- [PROBLEM STATEMENT] Please convert all of the items below into a Markdown table with the columns Row and Line, giving each line its row number. Leave out blank lines and the pictures.

- [RECORDS TO USE]
* START *

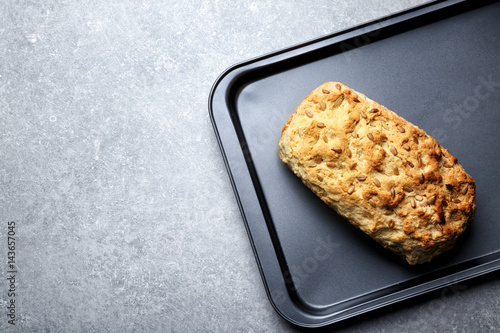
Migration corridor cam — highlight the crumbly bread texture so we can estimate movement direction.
[279,82,476,265]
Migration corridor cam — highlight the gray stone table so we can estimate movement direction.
[0,0,500,333]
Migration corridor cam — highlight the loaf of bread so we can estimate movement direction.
[279,82,476,265]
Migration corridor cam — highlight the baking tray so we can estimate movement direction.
[209,1,500,327]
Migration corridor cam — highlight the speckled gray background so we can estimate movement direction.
[0,0,500,333]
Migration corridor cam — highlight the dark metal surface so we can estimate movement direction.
[209,1,500,326]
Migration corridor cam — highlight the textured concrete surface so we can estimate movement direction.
[0,0,500,332]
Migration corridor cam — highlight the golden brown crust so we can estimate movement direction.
[279,81,475,265]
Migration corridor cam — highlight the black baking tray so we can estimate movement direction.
[209,1,500,327]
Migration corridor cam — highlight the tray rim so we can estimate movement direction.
[208,0,500,328]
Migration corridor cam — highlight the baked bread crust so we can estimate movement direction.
[279,81,476,265]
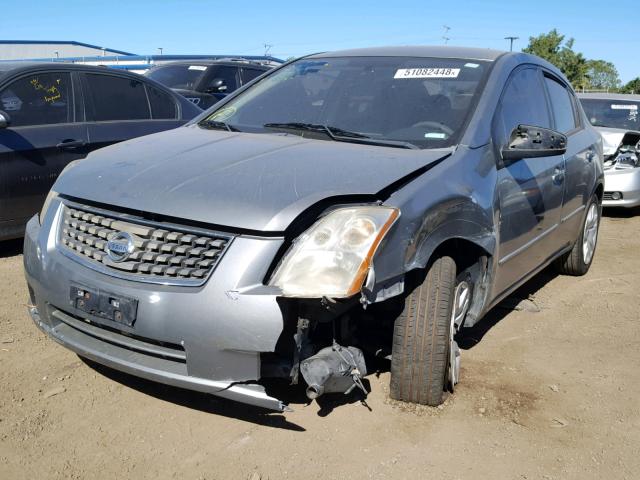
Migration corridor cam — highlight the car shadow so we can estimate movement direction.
[0,238,23,258]
[80,357,305,432]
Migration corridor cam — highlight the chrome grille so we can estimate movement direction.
[59,205,231,283]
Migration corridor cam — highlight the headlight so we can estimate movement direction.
[38,159,80,225]
[38,190,58,225]
[270,206,400,298]
[616,152,640,168]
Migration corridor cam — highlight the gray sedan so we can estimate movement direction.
[24,47,604,410]
[578,93,640,207]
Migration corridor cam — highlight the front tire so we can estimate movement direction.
[390,257,456,406]
[554,195,602,276]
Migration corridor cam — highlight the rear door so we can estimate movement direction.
[493,66,564,295]
[0,71,87,229]
[544,72,597,245]
[82,71,184,150]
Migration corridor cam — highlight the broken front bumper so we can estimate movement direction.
[24,200,286,411]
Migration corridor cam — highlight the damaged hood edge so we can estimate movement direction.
[54,125,454,233]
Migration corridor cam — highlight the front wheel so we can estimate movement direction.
[555,195,602,276]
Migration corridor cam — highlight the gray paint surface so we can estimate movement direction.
[24,47,603,410]
[54,125,450,232]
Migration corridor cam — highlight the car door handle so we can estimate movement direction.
[551,167,564,185]
[56,138,86,150]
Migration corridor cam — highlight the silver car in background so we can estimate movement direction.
[578,93,640,207]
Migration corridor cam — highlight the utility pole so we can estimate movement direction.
[504,37,520,52]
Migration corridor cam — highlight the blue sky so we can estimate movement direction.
[5,0,640,82]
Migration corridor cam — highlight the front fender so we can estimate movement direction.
[368,147,497,302]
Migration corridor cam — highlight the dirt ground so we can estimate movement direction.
[0,212,640,480]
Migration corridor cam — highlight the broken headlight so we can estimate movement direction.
[270,206,400,298]
[38,190,58,225]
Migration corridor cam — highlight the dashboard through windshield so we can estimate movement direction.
[201,57,489,148]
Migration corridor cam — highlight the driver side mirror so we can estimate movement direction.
[502,125,567,161]
[205,78,227,93]
[0,110,11,128]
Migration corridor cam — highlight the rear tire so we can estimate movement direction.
[554,195,602,276]
[390,257,456,406]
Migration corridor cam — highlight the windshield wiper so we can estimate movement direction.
[263,122,419,149]
[198,120,241,132]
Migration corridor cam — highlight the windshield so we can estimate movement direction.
[580,98,640,130]
[201,57,488,148]
[147,65,207,90]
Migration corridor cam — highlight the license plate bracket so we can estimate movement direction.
[69,285,138,327]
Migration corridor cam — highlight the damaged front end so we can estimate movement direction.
[604,132,640,170]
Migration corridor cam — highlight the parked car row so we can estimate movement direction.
[22,47,606,411]
[579,93,640,207]
[0,59,270,241]
[145,59,271,110]
[0,62,201,240]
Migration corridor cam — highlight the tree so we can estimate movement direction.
[587,60,621,90]
[620,77,640,94]
[523,28,588,88]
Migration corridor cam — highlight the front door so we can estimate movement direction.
[493,67,564,296]
[0,72,87,237]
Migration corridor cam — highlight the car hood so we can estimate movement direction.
[54,125,452,232]
[595,127,634,156]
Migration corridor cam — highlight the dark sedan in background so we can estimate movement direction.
[145,59,271,110]
[0,62,201,240]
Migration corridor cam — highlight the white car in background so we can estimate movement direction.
[578,93,640,207]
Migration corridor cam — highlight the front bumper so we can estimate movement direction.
[602,168,640,208]
[24,200,287,411]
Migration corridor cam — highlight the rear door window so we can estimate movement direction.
[0,72,74,127]
[494,68,551,147]
[544,75,576,133]
[147,85,178,120]
[85,73,151,122]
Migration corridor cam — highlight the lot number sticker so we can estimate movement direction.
[393,68,460,78]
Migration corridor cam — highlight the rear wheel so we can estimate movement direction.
[390,257,462,406]
[554,195,602,276]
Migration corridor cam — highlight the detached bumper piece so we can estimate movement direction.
[29,307,290,412]
[300,342,367,400]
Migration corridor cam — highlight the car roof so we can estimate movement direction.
[578,92,640,102]
[307,45,508,61]
[0,61,146,80]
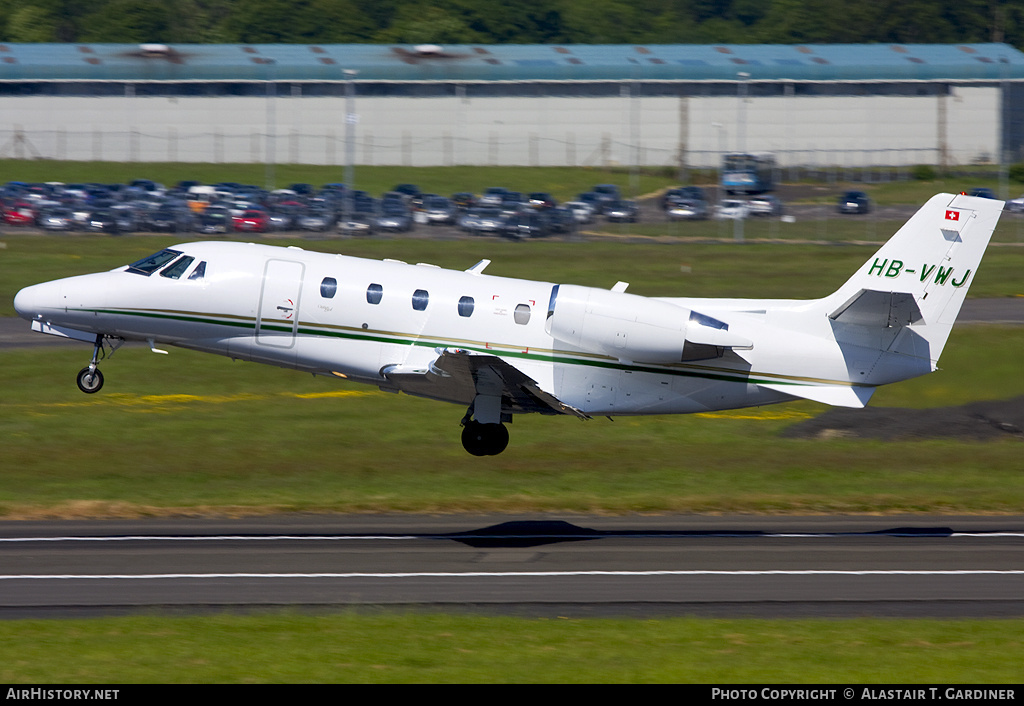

* END *

- [RESULT OF THE EXERCISE]
| Row | Line |
|---|---|
| 1 | Migration corridor cam — highlight the crumbly bread texture so we can estimate movement direction. |
| 2 | [279,82,476,265] |
| 3 | Migration corridor cam — highlight the gray stone table so we can estimate movement direction. |
| 4 | [0,0,500,333] |
| 5 | Migration corridor cam — highlight the loaf of bread so we can estimate movement direction. |
| 6 | [279,82,476,265] |
| 7 | Migration corridor cam — highlight the baking tray so we can estimate movement direction. |
| 8 | [209,1,500,327] |
| 9 | Migration corridor cam — highlight the speckled gray background so we can estimate movement direction. |
| 10 | [0,0,500,333] |
| 11 | Migration corridor cam — highlight the dark metal surface so we can estimate movement direction. |
| 12 | [209,1,500,326] |
| 13 | Migration corridor cam — highlight the textured concrete surface so we can estimate movement direction. |
| 14 | [0,0,500,332] |
| 15 | Migration corridor cam — highlight the golden brown crust so we can estimate movement direction. |
| 16 | [279,81,475,265] |
| 17 | Migration corridor cam — highlight the black baking tray so we can estimate movement direction. |
| 18 | [209,1,500,327] |
| 19 | Migration corridor cam — highlight the tray rim so we can estimate movement direction. |
| 20 | [208,0,500,328] |
| 21 | Migration corridor cam — highlight the baked bread crust so we can estimate movement direction. |
| 22 | [279,81,476,265] |
| 23 | Migration corridor cam — highlight the car shadow so we can estimate movement direction. |
| 24 | [0,238,23,258] |
| 25 | [80,357,305,432] |
| 26 | Migration corridor cam — highlight the chrome grille so we can estimate movement direction. |
| 27 | [59,205,231,283] |
| 28 | Migration corridor cam — highlight the headlight so we can estimate movement direction. |
| 29 | [38,159,80,225] |
| 30 | [38,190,58,225] |
| 31 | [270,206,400,298] |
| 32 | [616,152,640,168] |
| 33 | Migration corridor cam — highlight the gray sedan so we can estimate movement direction. |
| 34 | [24,47,604,410] |
| 35 | [578,93,640,207] |
| 36 | Migration corridor cam — highlight the front tire so we can estimate movement direction. |
| 37 | [390,257,456,406] |
| 38 | [554,195,602,276] |
| 39 | Migration corridor cam — highlight the rear door so we can estimate movement direction. |
| 40 | [493,66,564,295] |
| 41 | [0,71,87,229] |
| 42 | [544,72,597,245] |
| 43 | [82,71,184,150] |
| 44 | Migration corridor cam — highlight the broken front bumper so we can estimate movement direction. |
| 45 | [24,200,286,411] |
| 46 | Migration corridor cam — highlight the damaged hood edge so we can estimate movement direction. |
| 47 | [54,125,454,233] |
| 48 | Migration corridor cam — highlight the front wheel so we can estimate movement direction. |
| 49 | [555,195,602,276] |
| 50 | Migration corridor cam — highlight the gray paint surface so we can estimate movement direction. |
| 51 | [24,47,603,410] |
| 52 | [54,125,450,232] |
| 53 | Migration corridor cam — highlight the car door handle so we can estimate movement direction. |
| 54 | [551,167,564,185] |
| 55 | [56,138,86,150] |
| 56 | Migration corridor cam — highlight the silver car in background so we can estimate movement direction. |
| 57 | [578,93,640,207] |
| 58 | Migration corridor cam — highlight the utility pole so we can estimate movement direction. |
| 59 | [504,37,520,52] |
| 60 | Migration corridor cam — highlight the blue sky so we can estimate movement direction. |
| 61 | [5,0,640,82] |
| 62 | Migration corridor cam — highlight the front fender so we can estimate movement direction. |
| 63 | [368,147,497,302] |
| 64 | Migration corridor cam — highlight the dirt ground so we can estimate movement direction. |
| 65 | [0,212,640,480] |
| 66 | Migration corridor cam — highlight the broken headlight so we can estimate movement direction. |
| 67 | [270,206,400,298] |
| 68 | [38,190,58,225] |
| 69 | Migration corridor cam — highlight the dashboard through windshield so we can estimate movement direction. |
| 70 | [201,57,489,148] |
| 71 | Migration corridor cam — highlight the driver side mirror so we can estimate movement direction. |
| 72 | [502,125,567,161] |
| 73 | [205,78,227,93] |
| 74 | [0,110,11,128] |
| 75 | Migration corridor cam — highlight the rear tire so we can estimate movement direction. |
| 76 | [554,195,602,276] |
| 77 | [390,257,456,406] |
| 78 | Migration corridor cam — highlight the windshield wiper so we can estimate movement direction. |
| 79 | [263,122,419,149] |
| 80 | [198,120,241,132] |
| 81 | Migration corridor cam — highlight the windshield so we can estimate movement direction. |
| 82 | [580,98,640,130] |
| 83 | [201,57,488,148] |
| 84 | [147,65,207,90] |
| 85 | Migration corridor cam — highlight the license plate bracket so we can estimate movement direction. |
| 86 | [69,285,138,327] |
| 87 | Migration corridor cam — highlight the damaged front end so we can estimate movement direction. |
| 88 | [604,132,640,170] |
| 89 | Migration corridor cam — highlight the parked car row so we can estimate movement direction. |
| 90 | [22,47,606,411] |
| 91 | [579,93,640,207] |
| 92 | [0,59,270,241] |
| 93 | [145,59,271,110] |
| 94 | [0,62,201,240] |
| 95 | Migration corridor cam — highlight the tree so we can estimate movement direction. |
| 96 | [587,60,621,90] |
| 97 | [620,77,640,94] |
| 98 | [523,28,588,88] |
| 99 | Migration corridor cam — highlight the front door so we can estimate movement direction. |
| 100 | [493,67,564,296] |
| 101 | [0,72,87,237] |
| 102 | Migration corridor cam — highlight the car hood so we can estimate movement direction. |
| 103 | [54,125,452,232] |
| 104 | [595,127,634,156] |
| 105 | Migration corridor cam — highlight the dark sedan in background so we can estimate movement direction. |
| 106 | [145,59,271,110] |
| 107 | [0,62,201,240] |
| 108 | Migration corridor cam — highlight the white car in background so we can estimate movement direction. |
| 109 | [578,93,640,207] |
| 110 | Migration corridor cam — highlight the front bumper so we can estimate movement direction. |
| 111 | [602,168,640,208] |
| 112 | [24,200,287,411] |
| 113 | Migration corridor cam — highlight the rear door window so we can estimate movement direction. |
| 114 | [0,72,74,127] |
| 115 | [494,68,551,147] |
| 116 | [544,75,576,133] |
| 117 | [147,85,178,120] |
| 118 | [85,73,151,122] |
| 119 | Migration corridor cam — highlight the lot number sticker so we can estimate movement direction. |
| 120 | [393,68,460,78] |
| 121 | Migration corridor cam — highlight the rear wheel so we can estimate movement direction. |
| 122 | [390,257,462,406] |
| 123 | [554,195,602,276] |
| 124 | Migration corridor cam — highlight the detached bumper piece so we can estimate movement direction. |
| 125 | [29,307,290,412] |
| 126 | [300,342,367,400] |
| 127 | Migration corridor cam — highlight the car roof so we can estimate movement direction. |
| 128 | [578,92,640,102] |
| 129 | [307,45,508,61] |
| 130 | [0,61,146,80] |